--- begin GIVEN INFORMATION ---
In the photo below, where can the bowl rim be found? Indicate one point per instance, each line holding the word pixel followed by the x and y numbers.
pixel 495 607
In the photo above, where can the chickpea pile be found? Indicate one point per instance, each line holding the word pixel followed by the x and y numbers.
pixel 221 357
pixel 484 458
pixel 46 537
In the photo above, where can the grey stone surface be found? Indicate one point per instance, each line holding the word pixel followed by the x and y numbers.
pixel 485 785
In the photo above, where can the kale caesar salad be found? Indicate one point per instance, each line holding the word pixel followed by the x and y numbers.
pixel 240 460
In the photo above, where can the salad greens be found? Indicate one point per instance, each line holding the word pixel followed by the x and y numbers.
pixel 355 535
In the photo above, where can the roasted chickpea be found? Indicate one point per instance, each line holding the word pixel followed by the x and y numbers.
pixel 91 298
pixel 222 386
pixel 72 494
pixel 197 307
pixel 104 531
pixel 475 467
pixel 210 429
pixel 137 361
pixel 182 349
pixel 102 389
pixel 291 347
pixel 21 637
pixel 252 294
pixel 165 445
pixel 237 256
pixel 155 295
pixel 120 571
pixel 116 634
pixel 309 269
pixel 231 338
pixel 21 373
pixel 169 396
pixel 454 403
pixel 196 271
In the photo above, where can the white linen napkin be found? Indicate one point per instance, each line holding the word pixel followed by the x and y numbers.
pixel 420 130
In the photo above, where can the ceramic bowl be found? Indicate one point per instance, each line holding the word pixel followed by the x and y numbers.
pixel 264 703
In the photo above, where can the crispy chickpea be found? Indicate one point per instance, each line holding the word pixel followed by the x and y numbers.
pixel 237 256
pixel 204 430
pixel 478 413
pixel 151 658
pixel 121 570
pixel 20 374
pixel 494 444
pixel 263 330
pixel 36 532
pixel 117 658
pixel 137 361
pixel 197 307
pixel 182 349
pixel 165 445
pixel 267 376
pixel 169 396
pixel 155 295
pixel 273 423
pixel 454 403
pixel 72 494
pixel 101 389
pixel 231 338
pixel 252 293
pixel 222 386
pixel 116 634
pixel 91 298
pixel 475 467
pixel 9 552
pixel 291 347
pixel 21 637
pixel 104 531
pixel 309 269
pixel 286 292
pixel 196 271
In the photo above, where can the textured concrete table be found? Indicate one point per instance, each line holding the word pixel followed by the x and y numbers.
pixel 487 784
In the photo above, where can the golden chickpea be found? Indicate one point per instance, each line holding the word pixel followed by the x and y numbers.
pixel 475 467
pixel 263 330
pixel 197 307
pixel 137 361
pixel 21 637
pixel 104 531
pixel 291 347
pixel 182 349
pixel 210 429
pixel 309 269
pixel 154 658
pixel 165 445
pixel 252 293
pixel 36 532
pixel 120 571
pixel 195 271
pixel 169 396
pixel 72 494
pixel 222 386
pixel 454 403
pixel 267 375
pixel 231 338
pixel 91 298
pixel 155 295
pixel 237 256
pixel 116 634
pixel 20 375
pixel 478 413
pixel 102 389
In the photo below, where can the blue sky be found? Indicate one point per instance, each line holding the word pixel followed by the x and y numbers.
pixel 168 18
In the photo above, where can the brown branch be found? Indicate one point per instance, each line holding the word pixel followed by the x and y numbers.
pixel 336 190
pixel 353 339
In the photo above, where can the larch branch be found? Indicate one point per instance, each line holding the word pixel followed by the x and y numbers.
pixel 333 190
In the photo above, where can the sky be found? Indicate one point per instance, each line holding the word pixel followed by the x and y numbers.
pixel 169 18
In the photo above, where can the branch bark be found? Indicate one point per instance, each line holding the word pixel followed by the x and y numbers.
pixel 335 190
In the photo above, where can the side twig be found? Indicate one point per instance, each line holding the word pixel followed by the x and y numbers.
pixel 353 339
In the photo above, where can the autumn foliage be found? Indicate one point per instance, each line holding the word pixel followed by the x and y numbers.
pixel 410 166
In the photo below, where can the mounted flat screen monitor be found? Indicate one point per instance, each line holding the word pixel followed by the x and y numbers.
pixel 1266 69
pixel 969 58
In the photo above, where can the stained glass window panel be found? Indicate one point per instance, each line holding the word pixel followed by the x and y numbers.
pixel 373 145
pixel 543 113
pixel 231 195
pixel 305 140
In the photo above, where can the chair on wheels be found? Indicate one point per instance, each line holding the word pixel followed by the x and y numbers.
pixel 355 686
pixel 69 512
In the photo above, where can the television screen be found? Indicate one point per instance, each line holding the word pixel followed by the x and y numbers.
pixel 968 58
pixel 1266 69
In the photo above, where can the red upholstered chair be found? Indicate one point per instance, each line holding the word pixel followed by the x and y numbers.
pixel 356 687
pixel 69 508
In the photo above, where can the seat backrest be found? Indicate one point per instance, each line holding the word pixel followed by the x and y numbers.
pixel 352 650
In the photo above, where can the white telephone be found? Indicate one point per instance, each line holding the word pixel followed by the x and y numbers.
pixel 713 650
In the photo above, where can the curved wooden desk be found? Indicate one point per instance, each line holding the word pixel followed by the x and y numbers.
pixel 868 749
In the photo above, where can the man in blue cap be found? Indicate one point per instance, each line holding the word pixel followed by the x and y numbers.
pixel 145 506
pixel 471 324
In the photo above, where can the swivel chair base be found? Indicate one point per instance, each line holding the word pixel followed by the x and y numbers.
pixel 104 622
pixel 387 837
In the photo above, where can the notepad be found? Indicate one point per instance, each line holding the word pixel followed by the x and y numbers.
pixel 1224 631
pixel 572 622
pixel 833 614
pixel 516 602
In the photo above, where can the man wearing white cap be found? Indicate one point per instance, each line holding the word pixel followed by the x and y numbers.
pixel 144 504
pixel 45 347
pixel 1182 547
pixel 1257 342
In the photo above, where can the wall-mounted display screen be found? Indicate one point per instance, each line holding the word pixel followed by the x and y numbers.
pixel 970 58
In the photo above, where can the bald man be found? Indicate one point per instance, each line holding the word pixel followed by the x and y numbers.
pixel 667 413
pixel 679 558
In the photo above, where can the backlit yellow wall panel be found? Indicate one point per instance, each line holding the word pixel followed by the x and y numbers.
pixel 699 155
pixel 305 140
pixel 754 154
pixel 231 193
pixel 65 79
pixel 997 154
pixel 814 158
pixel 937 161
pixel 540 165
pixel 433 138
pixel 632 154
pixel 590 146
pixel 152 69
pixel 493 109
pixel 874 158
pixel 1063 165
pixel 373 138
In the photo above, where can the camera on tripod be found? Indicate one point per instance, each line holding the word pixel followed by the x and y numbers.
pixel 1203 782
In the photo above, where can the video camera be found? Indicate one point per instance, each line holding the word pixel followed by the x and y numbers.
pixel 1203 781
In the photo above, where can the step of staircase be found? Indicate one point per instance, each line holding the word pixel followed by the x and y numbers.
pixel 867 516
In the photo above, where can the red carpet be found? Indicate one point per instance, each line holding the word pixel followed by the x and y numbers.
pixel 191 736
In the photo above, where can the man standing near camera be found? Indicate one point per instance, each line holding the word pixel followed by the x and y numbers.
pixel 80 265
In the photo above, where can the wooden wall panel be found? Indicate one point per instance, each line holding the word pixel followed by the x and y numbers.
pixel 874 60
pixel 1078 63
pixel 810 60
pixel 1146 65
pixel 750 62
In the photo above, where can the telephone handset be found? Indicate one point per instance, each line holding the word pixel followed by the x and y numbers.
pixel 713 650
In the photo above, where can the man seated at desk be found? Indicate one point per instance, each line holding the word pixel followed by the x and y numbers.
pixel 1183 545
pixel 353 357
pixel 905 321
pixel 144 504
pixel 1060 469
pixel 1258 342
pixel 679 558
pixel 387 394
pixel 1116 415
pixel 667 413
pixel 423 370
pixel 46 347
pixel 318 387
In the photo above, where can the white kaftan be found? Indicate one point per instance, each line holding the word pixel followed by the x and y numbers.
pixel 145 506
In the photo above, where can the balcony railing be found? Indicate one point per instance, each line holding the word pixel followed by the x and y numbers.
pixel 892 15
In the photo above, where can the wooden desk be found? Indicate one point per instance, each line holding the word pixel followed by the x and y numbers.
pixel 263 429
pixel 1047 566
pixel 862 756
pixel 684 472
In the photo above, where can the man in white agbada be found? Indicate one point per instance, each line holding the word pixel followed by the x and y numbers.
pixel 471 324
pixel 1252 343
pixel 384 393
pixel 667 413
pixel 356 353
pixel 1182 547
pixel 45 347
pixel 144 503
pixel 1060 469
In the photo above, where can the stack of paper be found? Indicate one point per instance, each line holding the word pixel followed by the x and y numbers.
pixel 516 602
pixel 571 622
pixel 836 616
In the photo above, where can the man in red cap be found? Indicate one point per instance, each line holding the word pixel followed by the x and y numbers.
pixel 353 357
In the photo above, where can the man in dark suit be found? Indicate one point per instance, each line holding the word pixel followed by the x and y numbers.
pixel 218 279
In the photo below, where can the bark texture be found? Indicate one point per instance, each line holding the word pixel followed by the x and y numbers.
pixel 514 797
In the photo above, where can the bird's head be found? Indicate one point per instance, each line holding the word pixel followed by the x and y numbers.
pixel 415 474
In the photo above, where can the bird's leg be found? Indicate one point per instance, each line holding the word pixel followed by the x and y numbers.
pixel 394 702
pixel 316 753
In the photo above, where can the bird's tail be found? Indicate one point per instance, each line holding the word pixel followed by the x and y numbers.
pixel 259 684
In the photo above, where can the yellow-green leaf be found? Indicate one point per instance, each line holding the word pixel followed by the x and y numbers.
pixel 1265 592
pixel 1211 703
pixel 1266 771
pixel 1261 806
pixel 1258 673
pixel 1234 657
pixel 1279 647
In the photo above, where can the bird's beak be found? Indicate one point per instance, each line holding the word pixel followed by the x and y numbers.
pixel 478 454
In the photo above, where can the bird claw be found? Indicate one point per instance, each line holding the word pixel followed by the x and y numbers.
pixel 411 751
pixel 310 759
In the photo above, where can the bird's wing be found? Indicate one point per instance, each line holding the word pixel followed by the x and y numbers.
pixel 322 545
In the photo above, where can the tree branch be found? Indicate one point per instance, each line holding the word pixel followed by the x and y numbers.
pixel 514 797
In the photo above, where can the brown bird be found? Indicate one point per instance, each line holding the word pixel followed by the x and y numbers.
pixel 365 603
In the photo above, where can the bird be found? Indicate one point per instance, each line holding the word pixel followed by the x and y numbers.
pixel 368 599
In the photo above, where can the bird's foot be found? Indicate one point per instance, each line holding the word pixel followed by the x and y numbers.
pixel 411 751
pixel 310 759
--- end GIVEN INFORMATION ---
OBJECTIVE = Recast as a numbered list the part of the entries that opens with the line containing "In the photo above, where can the man wearing" and closes with the line containing "pixel 970 58", omitting any blank lines.

ANSWER =
1. In the photo above, where can the man wearing white cap be found? Indicate one point per instance, each line holding the word pixel followed by the x and y numbers.
2. pixel 144 504
3. pixel 45 347
4. pixel 1182 547
5. pixel 1257 342
6. In the photo above, where can the wall-mounted display screen be found? Indicate one point per instance, each line holding the word pixel followed by the x and y numbers.
7. pixel 970 58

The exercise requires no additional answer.